▶ Material shown:
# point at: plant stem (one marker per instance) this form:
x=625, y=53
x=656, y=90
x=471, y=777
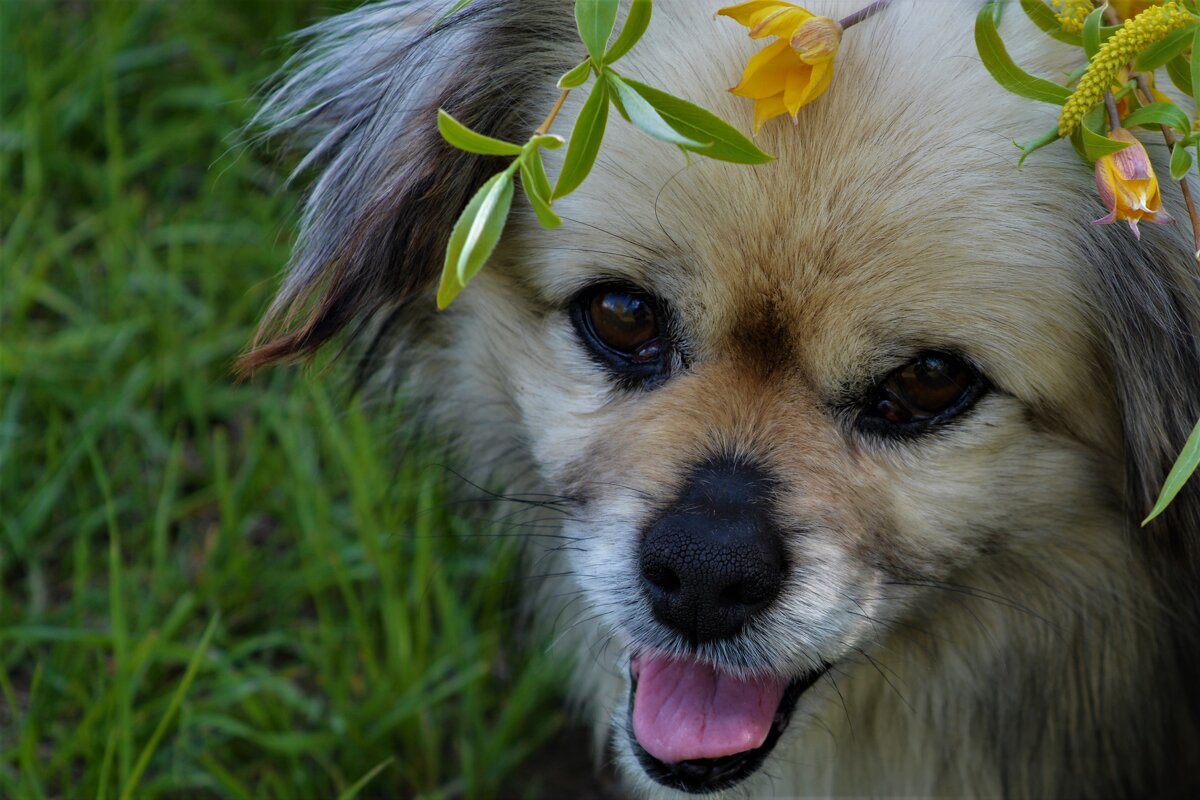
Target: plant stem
x=544, y=128
x=863, y=13
x=1170, y=138
x=1111, y=104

▶ Task to carry out: Pictures are to be left out; please print the rest of the records above word for word.

▶ Answer space:
# point at: plant stem (one marker per instance) this form:
x=625, y=53
x=656, y=90
x=471, y=777
Target: plant stem
x=544, y=128
x=863, y=13
x=1170, y=138
x=1111, y=104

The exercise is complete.